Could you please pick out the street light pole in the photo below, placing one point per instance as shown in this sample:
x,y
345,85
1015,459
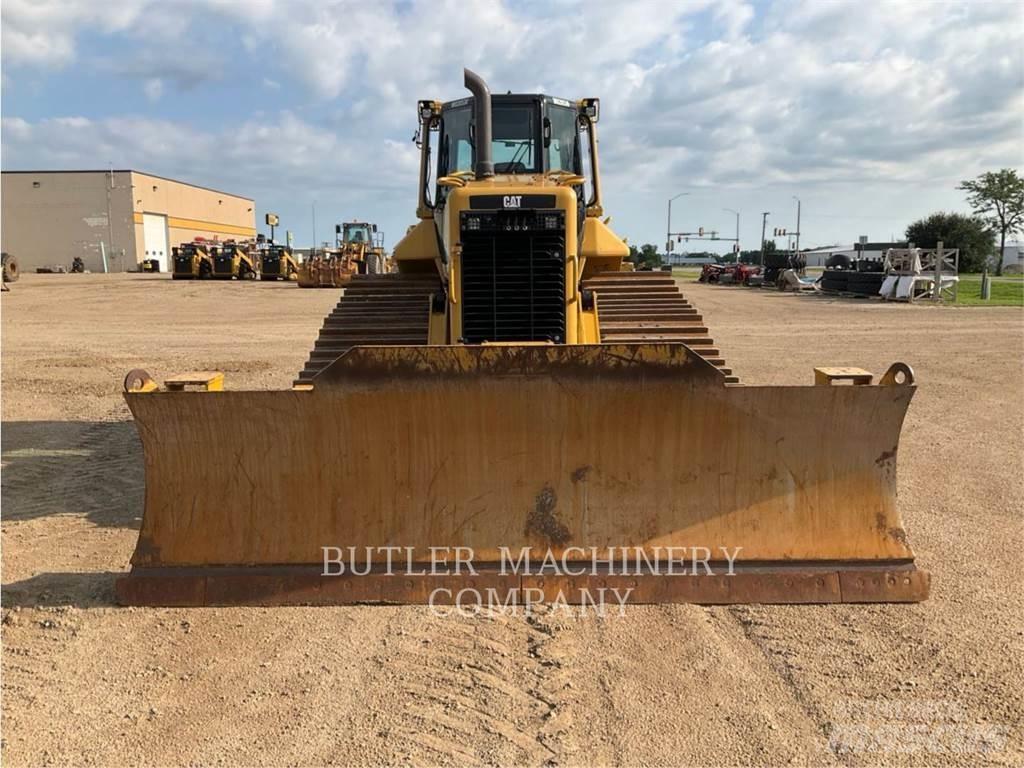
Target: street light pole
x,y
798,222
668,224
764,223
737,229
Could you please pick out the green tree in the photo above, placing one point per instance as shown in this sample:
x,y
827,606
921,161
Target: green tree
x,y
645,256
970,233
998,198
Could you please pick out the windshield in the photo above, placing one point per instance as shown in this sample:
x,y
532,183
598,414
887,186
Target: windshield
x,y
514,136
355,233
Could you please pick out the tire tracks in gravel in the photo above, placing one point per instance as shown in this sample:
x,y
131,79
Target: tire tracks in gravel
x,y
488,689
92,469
━━━━
**Your instructions**
A single number is the reply: the count of lines in the entries above that have the word "placing".

**Answer to the problem**
4